Data rows
════════

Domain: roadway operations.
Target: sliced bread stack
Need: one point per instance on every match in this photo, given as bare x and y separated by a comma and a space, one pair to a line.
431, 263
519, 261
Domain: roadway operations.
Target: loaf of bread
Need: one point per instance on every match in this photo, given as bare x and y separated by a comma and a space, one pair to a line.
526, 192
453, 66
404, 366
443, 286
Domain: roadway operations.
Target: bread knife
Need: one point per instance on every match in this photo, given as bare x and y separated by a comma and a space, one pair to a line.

════════

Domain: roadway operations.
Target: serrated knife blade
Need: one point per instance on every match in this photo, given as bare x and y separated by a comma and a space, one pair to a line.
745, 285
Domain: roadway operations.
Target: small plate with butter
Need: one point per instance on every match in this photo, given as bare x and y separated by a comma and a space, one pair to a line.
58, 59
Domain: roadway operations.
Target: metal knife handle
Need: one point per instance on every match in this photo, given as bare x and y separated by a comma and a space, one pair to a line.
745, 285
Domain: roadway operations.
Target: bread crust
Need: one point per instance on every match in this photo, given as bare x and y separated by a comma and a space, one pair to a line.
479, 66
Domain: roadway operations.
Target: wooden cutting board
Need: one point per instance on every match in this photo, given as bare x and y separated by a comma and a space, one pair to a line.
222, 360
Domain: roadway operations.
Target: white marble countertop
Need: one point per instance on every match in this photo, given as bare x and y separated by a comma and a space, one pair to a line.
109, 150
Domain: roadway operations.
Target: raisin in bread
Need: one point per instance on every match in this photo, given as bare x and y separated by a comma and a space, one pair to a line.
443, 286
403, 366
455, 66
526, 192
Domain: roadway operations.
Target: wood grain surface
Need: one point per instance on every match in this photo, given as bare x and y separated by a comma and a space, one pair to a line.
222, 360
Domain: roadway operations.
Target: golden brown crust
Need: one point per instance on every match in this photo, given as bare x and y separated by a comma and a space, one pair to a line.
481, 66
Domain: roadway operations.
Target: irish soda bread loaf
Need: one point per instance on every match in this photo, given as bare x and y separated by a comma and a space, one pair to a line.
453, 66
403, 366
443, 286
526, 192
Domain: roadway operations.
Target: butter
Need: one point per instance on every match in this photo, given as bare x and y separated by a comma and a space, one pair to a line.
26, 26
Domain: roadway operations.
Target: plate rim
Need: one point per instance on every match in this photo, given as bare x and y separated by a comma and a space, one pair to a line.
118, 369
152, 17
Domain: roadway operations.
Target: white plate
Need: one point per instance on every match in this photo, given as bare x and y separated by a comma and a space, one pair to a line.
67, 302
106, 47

════════

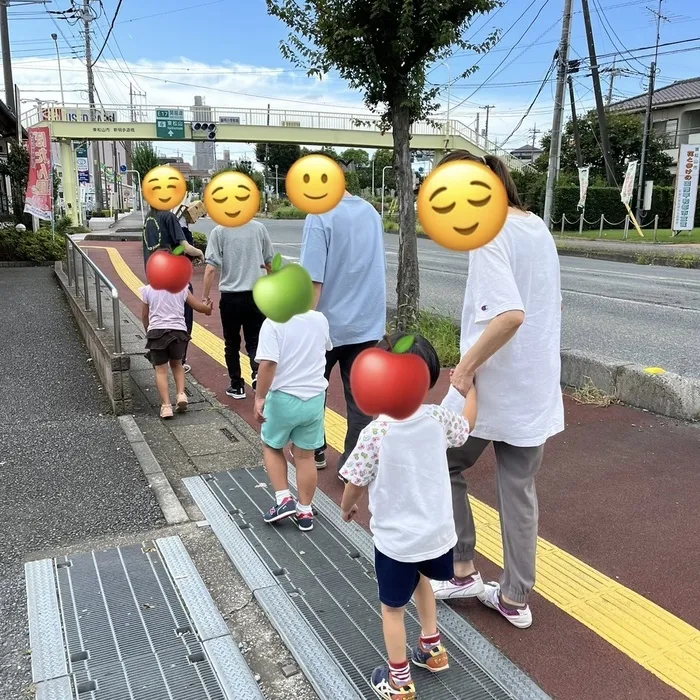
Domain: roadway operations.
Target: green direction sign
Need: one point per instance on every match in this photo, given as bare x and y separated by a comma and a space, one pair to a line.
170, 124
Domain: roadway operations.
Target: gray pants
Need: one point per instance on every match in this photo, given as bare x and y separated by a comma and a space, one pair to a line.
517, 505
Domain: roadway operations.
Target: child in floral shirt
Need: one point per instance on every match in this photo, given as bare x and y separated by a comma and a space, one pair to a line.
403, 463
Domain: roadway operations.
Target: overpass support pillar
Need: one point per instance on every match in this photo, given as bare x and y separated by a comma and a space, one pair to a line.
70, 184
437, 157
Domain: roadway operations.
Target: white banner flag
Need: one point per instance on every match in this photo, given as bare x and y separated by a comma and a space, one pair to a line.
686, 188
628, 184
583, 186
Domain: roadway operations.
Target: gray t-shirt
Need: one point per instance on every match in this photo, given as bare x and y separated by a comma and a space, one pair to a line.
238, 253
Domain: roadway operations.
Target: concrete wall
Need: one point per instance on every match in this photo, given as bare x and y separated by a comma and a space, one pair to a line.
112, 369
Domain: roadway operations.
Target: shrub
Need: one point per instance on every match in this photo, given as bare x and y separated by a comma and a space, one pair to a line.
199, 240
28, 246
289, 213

════════

Directions for this task
Gather every line of the records above that contains the word "crust". Case counts.

Correct answer
Target: bread crust
Target: golden brown crust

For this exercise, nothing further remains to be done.